(Location annotation dataset excerpts)
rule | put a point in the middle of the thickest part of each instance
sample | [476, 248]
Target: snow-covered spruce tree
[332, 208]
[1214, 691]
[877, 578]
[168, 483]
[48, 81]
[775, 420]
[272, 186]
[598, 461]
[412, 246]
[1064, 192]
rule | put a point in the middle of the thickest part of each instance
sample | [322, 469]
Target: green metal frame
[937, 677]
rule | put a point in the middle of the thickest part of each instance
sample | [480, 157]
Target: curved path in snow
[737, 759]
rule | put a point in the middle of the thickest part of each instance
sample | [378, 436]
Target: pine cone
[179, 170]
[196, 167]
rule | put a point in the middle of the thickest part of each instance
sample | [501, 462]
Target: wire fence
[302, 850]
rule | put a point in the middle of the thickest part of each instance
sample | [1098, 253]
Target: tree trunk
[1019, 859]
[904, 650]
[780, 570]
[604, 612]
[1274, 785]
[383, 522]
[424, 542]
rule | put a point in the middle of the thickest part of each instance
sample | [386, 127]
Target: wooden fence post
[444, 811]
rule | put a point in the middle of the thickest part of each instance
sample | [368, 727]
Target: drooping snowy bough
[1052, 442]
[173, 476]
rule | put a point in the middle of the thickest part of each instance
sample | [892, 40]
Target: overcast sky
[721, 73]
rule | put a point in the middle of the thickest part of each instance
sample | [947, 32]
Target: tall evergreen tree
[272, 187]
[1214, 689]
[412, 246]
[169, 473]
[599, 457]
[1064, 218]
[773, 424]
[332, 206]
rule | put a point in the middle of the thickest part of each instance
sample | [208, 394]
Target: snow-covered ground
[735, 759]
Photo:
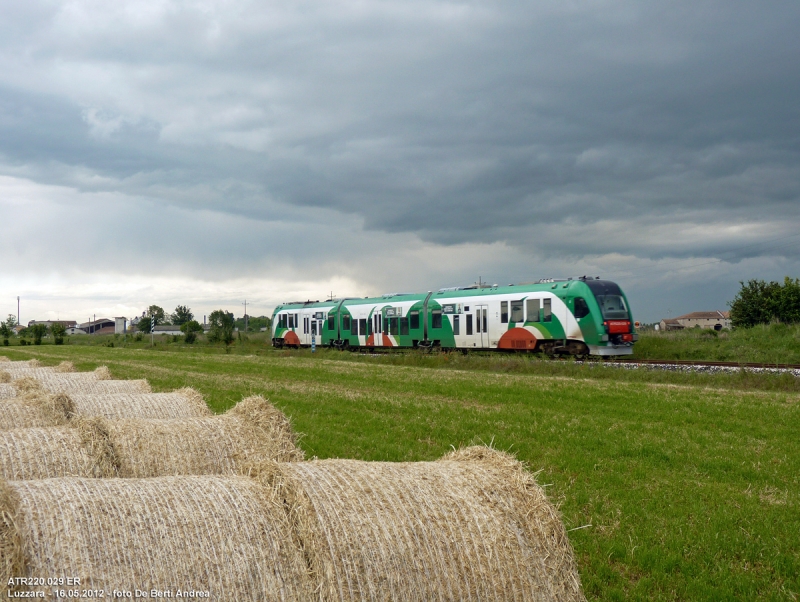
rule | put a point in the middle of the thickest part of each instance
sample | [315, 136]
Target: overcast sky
[204, 153]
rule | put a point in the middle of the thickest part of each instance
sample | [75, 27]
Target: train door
[482, 325]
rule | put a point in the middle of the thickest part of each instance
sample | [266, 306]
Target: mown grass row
[773, 343]
[673, 491]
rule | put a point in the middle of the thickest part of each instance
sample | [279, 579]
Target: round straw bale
[12, 556]
[65, 366]
[253, 433]
[86, 382]
[185, 403]
[103, 373]
[470, 526]
[35, 409]
[223, 535]
[58, 451]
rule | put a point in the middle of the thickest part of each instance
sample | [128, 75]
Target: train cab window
[533, 310]
[581, 308]
[516, 312]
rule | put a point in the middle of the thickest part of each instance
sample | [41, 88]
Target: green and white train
[580, 317]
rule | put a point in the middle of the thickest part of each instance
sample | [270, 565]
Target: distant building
[101, 326]
[49, 323]
[698, 319]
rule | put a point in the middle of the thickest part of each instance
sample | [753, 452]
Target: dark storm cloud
[565, 130]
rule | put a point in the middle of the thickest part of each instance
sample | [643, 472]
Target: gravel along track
[704, 367]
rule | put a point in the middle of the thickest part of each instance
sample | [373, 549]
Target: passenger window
[516, 312]
[533, 310]
[581, 308]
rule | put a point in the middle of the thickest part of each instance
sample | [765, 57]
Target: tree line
[760, 302]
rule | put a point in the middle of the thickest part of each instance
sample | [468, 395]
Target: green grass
[690, 484]
[775, 343]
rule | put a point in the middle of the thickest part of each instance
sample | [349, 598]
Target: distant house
[698, 319]
[49, 323]
[101, 326]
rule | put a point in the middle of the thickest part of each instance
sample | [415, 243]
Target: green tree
[152, 311]
[760, 302]
[37, 332]
[5, 333]
[182, 315]
[221, 331]
[58, 330]
[192, 326]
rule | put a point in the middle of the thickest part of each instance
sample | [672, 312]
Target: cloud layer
[280, 148]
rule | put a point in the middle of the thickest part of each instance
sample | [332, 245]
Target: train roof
[595, 285]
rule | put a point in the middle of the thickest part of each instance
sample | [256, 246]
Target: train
[579, 317]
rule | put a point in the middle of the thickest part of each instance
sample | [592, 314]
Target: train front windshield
[609, 298]
[613, 307]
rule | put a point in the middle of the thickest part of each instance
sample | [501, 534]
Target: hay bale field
[59, 451]
[251, 432]
[184, 403]
[81, 382]
[34, 367]
[219, 534]
[473, 525]
[35, 409]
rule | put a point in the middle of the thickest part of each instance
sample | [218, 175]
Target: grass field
[676, 487]
[775, 343]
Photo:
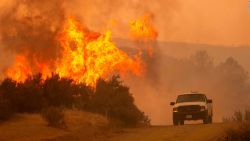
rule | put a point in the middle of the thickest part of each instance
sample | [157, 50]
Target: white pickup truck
[192, 106]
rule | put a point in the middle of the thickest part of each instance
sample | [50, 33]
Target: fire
[85, 57]
[88, 56]
[21, 70]
[143, 29]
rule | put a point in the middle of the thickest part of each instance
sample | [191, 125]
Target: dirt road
[194, 132]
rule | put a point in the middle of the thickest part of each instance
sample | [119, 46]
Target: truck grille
[190, 108]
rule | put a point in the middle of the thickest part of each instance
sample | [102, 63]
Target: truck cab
[192, 106]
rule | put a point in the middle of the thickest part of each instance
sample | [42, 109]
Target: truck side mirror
[172, 103]
[209, 101]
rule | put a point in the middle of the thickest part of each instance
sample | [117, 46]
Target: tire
[206, 119]
[175, 122]
[181, 122]
[210, 119]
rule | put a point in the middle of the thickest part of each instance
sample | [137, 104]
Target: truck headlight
[175, 109]
[203, 108]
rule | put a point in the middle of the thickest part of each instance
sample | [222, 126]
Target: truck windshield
[190, 98]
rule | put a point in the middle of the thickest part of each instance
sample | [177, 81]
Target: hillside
[183, 50]
[30, 127]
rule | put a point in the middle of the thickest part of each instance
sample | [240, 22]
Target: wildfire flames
[85, 56]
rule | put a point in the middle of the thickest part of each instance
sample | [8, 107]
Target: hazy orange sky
[223, 22]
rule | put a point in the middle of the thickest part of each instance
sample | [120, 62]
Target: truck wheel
[181, 122]
[175, 122]
[210, 119]
[206, 120]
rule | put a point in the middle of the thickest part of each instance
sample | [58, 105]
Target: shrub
[54, 117]
[113, 100]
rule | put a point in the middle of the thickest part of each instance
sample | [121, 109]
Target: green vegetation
[110, 98]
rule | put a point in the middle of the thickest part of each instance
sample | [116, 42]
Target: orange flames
[85, 57]
[88, 56]
[21, 70]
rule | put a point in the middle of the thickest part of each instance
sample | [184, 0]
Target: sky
[224, 22]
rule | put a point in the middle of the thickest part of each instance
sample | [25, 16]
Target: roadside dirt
[194, 132]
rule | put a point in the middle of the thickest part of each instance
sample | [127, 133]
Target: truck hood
[190, 103]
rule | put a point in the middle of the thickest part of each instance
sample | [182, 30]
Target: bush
[54, 117]
[113, 100]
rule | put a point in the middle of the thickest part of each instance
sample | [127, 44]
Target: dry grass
[30, 127]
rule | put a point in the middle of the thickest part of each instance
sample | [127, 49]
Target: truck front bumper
[189, 115]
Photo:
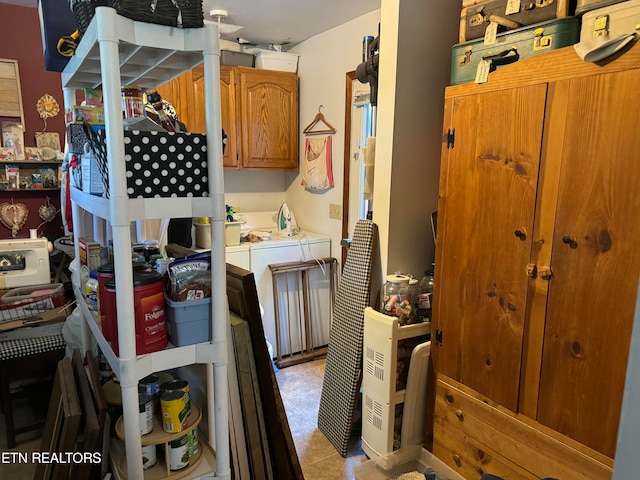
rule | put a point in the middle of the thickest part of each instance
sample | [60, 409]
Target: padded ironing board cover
[344, 358]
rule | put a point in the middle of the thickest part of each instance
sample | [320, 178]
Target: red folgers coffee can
[149, 307]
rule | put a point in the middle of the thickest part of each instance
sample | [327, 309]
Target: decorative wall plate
[13, 216]
[47, 106]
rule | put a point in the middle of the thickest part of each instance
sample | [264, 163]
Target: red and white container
[149, 307]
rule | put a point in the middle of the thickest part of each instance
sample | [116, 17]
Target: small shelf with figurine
[29, 176]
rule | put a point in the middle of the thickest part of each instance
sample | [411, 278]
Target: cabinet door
[229, 117]
[488, 192]
[268, 109]
[593, 291]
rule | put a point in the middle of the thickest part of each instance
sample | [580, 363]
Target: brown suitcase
[476, 15]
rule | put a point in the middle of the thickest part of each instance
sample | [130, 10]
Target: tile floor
[300, 388]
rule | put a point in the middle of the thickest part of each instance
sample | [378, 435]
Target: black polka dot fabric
[162, 164]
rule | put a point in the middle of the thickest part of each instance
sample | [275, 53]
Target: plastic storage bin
[414, 458]
[285, 62]
[188, 322]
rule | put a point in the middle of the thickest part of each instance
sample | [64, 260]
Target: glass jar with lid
[397, 298]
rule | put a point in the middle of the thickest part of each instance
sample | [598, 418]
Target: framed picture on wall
[48, 139]
[13, 137]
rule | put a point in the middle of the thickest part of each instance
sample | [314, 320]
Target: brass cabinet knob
[569, 240]
[521, 233]
[546, 273]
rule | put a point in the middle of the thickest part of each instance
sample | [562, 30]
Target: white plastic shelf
[148, 54]
[114, 52]
[381, 396]
[146, 208]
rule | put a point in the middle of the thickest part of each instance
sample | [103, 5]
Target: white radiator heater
[394, 379]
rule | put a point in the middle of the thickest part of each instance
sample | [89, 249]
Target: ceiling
[276, 22]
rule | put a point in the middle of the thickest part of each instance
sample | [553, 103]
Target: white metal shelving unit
[116, 51]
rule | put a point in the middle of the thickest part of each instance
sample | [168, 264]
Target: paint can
[174, 411]
[148, 456]
[151, 384]
[179, 385]
[178, 453]
[145, 408]
[192, 442]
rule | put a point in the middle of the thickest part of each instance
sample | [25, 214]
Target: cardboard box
[81, 114]
[413, 458]
[89, 253]
[285, 62]
[91, 177]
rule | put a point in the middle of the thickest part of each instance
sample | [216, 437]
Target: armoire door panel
[595, 262]
[488, 209]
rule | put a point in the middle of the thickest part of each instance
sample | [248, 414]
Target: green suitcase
[512, 46]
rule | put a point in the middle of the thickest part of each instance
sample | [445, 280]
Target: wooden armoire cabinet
[259, 111]
[537, 266]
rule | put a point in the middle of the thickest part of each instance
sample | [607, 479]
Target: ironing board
[343, 369]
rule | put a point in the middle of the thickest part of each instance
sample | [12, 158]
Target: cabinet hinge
[438, 337]
[451, 137]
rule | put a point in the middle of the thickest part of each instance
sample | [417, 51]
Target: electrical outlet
[335, 211]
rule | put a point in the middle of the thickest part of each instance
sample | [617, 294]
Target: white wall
[415, 61]
[254, 191]
[324, 61]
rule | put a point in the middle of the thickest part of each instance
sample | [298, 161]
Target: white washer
[302, 246]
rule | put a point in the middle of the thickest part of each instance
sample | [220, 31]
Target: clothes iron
[284, 221]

## THE EXERCISE
Reproduce the records starting at their first line and ending at the line that contains "[1064, 192]", keeping every line. Multiply only the answer point coordinates by 1.35 and round them to whole numbers with halves rounded up, leaving the sample coordinates unchanged.

## FULL ANSWER
rule | put a point in the middle of the thickest part of each instance
sample | [476, 248]
Target: snow-covered spruce tree
[448, 281]
[1639, 933]
[1184, 780]
[227, 652]
[65, 109]
[1046, 567]
[367, 251]
[807, 622]
[556, 332]
[1436, 259]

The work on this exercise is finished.